= United States Senate Armed Services Subcommittee on Strategic Forces =

Subcommittee within the Senate Armed Services Committee

The Senate Armed Services Subcommittee on Strategic Forces is one of seven subcommittees within the Senate Armed Services Committee.

==Jurisdiction==
The Strategic Forces Subcommittee has jurisdiction over strategic forces, nuclear weapons, national defense and nuclear deterrence, space programs, and ballistic missile defense.

**Material**:

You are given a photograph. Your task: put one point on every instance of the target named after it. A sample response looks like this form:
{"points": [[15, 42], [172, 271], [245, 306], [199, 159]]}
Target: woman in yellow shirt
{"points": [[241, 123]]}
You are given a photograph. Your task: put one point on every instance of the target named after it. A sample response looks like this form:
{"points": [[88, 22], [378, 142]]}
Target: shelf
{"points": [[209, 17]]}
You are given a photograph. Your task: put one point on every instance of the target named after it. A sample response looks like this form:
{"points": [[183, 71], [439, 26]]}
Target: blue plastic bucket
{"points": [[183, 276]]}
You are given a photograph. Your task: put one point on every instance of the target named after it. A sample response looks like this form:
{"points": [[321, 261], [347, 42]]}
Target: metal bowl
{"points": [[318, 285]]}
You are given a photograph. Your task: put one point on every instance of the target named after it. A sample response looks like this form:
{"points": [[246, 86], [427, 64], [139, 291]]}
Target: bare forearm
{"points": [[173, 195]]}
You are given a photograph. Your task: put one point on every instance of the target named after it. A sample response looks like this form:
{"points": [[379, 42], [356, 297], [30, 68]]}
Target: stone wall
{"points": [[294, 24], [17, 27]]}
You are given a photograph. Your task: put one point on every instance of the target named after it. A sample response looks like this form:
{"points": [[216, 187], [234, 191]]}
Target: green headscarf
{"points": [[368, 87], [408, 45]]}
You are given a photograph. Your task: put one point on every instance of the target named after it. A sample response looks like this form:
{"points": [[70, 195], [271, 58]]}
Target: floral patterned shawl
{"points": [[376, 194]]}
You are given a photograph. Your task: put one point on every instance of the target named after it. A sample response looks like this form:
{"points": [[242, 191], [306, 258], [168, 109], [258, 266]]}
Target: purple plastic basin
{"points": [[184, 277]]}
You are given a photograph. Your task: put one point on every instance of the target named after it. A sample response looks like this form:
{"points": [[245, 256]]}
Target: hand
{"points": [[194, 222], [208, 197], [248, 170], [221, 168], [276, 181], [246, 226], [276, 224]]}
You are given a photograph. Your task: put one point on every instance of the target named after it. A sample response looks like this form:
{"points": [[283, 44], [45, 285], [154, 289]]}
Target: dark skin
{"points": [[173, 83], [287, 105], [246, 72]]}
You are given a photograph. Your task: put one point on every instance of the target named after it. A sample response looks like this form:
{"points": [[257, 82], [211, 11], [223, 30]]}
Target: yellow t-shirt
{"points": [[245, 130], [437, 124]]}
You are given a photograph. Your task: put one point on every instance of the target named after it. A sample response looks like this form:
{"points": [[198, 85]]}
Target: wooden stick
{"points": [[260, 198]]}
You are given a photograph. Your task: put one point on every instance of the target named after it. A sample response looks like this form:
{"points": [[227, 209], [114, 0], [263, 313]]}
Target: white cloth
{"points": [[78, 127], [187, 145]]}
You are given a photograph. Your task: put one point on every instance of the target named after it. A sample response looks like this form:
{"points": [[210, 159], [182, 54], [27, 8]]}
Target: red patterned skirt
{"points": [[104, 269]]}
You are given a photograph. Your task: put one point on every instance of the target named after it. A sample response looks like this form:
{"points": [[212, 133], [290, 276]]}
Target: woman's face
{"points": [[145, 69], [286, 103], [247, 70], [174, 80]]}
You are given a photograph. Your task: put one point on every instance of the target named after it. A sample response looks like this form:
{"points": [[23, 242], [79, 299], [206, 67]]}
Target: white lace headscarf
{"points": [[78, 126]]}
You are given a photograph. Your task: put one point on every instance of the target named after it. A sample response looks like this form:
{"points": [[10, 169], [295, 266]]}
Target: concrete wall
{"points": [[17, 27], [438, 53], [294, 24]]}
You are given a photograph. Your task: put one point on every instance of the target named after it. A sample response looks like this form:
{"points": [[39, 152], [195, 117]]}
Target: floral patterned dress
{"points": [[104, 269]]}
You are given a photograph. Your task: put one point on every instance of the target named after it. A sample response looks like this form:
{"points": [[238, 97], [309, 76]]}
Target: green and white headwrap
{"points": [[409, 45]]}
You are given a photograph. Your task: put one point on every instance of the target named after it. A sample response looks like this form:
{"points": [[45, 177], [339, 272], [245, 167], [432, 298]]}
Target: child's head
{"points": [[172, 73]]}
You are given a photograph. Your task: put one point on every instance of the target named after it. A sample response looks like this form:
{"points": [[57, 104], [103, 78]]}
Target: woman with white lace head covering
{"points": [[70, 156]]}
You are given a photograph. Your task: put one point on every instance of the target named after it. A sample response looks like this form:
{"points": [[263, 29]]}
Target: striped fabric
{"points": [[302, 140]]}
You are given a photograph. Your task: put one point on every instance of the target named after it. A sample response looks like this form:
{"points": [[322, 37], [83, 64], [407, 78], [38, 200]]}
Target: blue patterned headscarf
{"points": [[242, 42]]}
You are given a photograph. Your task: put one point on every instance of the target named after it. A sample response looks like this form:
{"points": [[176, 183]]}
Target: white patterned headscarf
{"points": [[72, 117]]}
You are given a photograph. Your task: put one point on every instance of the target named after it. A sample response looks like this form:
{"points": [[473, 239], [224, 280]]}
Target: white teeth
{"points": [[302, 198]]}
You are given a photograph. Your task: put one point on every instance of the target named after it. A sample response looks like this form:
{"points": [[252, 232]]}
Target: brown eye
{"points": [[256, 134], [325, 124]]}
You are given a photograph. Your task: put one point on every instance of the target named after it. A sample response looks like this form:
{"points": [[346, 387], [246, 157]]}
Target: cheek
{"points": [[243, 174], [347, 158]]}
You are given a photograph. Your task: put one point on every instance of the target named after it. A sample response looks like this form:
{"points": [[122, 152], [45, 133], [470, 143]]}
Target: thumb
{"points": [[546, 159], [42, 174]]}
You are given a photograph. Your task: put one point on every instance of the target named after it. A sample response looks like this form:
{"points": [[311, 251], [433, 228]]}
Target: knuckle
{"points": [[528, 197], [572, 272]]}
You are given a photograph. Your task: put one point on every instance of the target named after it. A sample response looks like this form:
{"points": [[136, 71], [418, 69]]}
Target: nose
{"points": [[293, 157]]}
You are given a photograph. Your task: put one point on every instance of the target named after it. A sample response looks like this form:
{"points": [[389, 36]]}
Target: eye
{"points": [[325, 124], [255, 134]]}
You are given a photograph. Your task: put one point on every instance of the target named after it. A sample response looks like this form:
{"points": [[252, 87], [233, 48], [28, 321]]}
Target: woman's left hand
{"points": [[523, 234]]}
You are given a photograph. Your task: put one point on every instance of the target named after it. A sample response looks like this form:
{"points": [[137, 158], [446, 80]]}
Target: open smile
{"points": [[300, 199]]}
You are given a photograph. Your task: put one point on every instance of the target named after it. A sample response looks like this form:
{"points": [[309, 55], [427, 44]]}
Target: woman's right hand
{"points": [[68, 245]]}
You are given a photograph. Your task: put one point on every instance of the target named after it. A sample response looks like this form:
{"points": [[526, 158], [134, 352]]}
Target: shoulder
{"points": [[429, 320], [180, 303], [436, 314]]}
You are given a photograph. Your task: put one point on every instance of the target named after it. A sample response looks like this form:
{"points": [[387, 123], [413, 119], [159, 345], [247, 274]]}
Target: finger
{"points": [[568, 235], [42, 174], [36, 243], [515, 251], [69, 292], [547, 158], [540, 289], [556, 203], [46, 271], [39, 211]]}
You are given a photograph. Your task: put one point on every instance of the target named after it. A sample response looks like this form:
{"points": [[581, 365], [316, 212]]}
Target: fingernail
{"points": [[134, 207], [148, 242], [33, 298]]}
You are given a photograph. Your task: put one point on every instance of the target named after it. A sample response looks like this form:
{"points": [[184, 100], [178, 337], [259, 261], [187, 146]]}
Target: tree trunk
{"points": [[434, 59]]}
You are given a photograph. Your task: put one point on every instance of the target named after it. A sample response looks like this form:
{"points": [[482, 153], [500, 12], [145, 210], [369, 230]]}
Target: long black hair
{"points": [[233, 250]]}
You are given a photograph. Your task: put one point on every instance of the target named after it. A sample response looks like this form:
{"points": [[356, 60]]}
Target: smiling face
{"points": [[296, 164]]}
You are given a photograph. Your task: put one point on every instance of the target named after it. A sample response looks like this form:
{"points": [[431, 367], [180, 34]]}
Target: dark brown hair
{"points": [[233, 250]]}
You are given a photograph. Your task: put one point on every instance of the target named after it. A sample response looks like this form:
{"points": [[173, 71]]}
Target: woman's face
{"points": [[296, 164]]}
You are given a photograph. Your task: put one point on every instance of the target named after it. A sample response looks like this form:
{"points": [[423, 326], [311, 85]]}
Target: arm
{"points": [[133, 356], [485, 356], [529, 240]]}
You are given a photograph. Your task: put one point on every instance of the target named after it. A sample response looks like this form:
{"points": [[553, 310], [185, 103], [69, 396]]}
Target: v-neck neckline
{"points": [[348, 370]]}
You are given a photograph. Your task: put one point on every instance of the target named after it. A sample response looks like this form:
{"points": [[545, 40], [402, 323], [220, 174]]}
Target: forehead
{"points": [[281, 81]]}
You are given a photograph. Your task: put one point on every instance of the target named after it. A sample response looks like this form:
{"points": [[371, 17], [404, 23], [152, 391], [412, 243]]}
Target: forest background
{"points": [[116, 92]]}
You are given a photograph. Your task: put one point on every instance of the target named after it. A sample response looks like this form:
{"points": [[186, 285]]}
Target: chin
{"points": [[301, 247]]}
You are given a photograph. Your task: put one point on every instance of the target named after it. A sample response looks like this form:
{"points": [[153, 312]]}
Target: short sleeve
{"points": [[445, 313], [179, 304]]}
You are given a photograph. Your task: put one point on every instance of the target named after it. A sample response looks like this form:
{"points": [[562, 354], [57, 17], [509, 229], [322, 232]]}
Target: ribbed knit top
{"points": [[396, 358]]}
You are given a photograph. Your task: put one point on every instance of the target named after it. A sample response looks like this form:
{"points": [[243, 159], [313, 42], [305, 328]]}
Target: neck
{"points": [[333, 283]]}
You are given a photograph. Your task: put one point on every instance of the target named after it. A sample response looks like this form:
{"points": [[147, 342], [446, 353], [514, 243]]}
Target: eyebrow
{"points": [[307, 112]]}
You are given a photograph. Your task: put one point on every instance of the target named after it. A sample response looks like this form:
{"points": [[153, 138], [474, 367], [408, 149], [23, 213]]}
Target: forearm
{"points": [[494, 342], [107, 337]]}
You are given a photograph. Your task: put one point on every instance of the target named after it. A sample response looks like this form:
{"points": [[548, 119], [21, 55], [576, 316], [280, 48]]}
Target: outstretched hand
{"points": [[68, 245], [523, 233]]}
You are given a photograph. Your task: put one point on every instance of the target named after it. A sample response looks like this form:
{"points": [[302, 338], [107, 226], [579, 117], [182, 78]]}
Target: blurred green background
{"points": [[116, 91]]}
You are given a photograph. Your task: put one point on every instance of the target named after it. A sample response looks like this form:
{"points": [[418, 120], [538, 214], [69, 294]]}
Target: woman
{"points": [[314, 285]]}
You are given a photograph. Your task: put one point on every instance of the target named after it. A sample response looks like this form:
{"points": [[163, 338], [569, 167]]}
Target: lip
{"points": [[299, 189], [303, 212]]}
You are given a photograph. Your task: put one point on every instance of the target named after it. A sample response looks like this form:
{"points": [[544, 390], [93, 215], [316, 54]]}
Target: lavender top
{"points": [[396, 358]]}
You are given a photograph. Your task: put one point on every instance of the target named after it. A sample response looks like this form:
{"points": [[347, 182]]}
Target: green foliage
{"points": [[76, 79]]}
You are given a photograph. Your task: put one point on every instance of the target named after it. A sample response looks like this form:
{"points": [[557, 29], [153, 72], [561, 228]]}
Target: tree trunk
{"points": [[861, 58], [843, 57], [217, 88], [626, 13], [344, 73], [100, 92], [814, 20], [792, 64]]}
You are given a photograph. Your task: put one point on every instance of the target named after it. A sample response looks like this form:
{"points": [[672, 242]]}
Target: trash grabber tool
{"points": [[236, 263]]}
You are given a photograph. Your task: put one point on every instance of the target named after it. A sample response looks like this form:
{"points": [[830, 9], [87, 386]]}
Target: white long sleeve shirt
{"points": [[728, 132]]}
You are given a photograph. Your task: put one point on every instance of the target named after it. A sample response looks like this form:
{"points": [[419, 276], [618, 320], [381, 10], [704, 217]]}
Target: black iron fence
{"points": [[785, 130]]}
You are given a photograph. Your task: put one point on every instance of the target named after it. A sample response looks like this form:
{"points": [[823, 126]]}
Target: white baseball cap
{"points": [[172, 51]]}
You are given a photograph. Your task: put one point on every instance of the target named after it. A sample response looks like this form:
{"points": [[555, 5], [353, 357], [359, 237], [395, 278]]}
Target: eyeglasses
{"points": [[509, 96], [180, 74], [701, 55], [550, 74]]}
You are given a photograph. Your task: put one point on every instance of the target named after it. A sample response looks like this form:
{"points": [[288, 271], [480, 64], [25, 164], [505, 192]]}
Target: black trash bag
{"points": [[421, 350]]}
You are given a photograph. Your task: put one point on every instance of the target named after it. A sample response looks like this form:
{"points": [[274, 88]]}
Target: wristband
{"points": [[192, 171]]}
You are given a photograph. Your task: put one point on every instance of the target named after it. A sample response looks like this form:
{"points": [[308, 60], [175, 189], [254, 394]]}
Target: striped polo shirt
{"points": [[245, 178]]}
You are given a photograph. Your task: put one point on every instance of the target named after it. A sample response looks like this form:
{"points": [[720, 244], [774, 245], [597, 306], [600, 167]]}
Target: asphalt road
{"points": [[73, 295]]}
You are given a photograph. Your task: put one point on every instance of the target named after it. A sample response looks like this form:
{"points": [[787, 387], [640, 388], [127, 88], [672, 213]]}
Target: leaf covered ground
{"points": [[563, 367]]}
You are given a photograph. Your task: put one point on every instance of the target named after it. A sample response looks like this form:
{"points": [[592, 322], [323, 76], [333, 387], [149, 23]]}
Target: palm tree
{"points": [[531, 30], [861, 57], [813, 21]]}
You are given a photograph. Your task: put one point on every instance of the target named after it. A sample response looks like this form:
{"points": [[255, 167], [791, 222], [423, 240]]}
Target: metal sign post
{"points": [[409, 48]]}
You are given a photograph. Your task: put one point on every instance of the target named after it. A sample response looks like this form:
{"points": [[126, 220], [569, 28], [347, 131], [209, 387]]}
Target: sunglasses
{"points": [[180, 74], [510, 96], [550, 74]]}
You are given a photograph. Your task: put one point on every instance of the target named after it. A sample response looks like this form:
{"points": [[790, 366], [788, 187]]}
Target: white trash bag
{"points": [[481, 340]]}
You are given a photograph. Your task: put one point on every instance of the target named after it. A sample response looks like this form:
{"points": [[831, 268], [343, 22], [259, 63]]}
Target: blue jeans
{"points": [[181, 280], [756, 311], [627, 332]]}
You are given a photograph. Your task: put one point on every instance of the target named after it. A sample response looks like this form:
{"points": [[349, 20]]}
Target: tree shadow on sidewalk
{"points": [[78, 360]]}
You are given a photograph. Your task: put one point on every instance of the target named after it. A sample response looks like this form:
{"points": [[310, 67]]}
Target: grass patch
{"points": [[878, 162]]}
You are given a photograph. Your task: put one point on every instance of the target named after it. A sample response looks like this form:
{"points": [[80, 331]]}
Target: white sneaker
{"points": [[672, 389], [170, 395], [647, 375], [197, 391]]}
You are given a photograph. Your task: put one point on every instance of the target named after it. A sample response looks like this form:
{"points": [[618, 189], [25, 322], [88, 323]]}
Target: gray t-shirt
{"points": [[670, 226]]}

**Complete the following**:
(A) List every area of jurisdiction that the subcommittee text assigns to the Strategic Forces Subcommittee.
(B) Reproduce the subcommittee text from "The Senate Armed Services Subcommittee" to "ballistic missile defense." word for word.
The material placed after the subcommittee text is separate from it.

**Complete answers**:
(A)
- strategic forces
- nuclear weapons
- national defense and nuclear deterrence
- space programs
- ballistic missile defense

(B)
The Senate Armed Services Subcommittee on Strategic Forces is one of seven subcommittees within the Senate Armed Services Committee.

==Jurisdiction==
The Strategic Forces Subcommittee has jurisdiction over strategic forces, nuclear weapons, national defense and nuclear deterrence, space programs, and ballistic missile defense.